SET EXERCISE:
Extract each line of the items below that contains the word "flower".

INFORMATION PROVIDED:
----
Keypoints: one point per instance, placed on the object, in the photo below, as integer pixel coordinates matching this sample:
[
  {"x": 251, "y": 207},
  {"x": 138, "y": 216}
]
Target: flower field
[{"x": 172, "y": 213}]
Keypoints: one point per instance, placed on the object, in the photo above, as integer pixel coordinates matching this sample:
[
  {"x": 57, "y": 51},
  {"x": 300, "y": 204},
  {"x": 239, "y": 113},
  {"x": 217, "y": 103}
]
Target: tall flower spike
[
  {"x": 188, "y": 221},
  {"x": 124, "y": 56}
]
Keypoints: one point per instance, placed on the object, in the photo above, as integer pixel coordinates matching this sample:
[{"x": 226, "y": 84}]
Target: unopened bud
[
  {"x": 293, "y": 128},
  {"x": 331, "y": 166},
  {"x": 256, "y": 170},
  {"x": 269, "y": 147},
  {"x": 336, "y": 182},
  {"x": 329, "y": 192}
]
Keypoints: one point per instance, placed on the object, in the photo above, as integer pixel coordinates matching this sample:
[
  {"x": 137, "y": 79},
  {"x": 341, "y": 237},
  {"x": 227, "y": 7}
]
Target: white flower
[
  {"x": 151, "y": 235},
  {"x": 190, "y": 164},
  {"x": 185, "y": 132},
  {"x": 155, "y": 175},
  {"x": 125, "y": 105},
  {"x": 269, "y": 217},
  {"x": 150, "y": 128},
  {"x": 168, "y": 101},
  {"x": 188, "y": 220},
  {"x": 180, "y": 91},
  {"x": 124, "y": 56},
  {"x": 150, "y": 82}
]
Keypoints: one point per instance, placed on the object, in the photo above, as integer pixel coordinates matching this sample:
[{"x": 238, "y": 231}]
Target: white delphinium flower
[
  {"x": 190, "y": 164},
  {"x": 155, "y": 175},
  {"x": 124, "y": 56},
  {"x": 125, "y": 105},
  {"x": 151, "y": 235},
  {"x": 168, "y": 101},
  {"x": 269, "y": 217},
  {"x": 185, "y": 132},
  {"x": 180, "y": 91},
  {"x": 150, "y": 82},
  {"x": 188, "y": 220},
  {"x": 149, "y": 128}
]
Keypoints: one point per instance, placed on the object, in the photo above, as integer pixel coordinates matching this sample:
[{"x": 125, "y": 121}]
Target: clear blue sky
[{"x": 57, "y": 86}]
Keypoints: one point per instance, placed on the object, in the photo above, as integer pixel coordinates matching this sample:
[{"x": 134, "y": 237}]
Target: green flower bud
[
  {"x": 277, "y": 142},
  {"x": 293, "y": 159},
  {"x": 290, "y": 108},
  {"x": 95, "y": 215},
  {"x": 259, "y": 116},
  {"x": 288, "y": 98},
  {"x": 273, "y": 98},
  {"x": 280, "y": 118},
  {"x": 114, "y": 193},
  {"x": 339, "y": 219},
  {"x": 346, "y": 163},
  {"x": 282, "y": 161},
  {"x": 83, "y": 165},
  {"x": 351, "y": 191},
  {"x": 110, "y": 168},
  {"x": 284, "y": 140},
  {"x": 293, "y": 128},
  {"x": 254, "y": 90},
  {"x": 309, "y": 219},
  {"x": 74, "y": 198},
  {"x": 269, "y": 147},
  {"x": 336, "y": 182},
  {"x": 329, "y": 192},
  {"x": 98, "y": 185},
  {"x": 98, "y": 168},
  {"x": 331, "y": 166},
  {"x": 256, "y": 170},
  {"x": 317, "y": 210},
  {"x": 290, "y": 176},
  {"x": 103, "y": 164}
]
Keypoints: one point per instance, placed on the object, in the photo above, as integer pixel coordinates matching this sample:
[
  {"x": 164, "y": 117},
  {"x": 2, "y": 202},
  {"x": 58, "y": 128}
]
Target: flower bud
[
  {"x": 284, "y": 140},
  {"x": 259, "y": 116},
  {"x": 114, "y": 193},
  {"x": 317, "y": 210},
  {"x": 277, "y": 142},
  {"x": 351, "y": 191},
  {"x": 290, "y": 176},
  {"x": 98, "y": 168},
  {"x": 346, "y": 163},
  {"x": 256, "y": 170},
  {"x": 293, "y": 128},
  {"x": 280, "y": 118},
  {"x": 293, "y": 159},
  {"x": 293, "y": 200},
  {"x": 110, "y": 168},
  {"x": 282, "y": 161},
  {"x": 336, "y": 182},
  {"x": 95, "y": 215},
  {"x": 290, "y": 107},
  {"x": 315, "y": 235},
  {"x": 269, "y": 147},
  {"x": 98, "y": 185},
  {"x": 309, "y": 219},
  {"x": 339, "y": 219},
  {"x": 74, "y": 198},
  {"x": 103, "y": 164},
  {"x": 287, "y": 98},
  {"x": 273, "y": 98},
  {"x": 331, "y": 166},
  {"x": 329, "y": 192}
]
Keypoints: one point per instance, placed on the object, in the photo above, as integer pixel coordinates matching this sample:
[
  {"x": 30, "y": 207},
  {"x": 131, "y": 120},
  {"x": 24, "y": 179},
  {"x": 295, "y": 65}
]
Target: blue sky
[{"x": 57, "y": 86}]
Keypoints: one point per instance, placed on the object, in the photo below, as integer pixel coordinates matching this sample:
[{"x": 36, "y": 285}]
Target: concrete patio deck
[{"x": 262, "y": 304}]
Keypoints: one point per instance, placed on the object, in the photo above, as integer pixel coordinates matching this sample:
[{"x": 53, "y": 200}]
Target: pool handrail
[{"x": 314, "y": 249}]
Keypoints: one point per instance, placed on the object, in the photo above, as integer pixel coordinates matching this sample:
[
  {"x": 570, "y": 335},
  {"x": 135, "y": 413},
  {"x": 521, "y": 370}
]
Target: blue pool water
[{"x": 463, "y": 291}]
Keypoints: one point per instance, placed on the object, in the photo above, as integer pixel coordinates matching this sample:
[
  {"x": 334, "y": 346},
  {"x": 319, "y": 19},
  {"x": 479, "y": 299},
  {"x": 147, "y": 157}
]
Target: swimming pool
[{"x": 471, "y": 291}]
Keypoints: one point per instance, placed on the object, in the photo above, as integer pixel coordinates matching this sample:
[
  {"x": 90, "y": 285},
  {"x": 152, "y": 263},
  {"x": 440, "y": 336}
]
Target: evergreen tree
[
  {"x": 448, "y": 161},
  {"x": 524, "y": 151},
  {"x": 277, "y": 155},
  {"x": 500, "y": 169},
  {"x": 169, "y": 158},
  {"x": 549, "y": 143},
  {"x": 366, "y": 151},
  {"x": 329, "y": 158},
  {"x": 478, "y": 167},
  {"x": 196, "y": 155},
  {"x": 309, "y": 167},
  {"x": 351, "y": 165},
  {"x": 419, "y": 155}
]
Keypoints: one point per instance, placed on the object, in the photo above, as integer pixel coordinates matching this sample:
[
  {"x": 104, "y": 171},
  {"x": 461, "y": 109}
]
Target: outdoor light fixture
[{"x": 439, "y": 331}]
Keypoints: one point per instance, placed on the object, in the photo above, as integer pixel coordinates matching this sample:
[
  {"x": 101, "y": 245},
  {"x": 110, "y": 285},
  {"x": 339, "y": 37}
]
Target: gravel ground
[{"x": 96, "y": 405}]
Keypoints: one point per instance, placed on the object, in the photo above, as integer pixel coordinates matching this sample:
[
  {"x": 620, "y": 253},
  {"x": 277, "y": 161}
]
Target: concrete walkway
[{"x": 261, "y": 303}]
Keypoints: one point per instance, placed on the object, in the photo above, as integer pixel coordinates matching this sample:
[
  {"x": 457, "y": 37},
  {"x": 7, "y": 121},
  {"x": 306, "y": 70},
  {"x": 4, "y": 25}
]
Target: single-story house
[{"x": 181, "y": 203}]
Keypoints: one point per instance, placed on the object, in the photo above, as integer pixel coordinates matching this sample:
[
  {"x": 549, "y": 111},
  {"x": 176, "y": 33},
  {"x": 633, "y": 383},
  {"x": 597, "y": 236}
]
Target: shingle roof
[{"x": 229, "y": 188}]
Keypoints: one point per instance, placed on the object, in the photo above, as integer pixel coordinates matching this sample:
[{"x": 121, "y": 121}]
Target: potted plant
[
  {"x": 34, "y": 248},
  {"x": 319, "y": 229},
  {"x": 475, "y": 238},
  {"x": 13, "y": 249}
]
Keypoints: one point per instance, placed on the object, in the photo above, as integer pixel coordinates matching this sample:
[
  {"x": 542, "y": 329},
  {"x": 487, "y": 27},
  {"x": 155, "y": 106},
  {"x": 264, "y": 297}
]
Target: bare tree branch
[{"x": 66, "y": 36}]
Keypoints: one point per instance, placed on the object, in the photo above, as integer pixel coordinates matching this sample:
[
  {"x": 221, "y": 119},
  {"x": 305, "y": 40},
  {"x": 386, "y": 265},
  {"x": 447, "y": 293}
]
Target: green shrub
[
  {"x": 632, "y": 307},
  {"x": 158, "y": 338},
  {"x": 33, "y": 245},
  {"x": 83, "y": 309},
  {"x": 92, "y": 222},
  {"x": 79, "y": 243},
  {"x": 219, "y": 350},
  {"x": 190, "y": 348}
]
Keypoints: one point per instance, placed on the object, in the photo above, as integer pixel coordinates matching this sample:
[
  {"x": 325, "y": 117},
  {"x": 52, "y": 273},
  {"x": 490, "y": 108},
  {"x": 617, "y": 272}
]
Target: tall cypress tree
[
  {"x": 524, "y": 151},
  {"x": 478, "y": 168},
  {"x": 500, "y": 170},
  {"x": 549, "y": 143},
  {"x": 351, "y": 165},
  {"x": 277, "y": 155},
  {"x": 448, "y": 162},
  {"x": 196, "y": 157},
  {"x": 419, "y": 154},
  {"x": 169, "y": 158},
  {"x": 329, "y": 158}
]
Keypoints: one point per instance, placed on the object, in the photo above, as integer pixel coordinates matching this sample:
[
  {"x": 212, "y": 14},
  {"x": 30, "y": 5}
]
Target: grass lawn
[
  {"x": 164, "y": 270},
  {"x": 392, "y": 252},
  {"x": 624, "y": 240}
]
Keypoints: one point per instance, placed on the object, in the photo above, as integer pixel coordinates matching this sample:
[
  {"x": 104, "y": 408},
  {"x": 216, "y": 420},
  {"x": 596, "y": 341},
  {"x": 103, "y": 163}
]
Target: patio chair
----
SOLUTION BELOW:
Target: flower field
Target: tall flower spike
Target: white flower
Target: white delphinium flower
Target: green flower bud
Target: flower bud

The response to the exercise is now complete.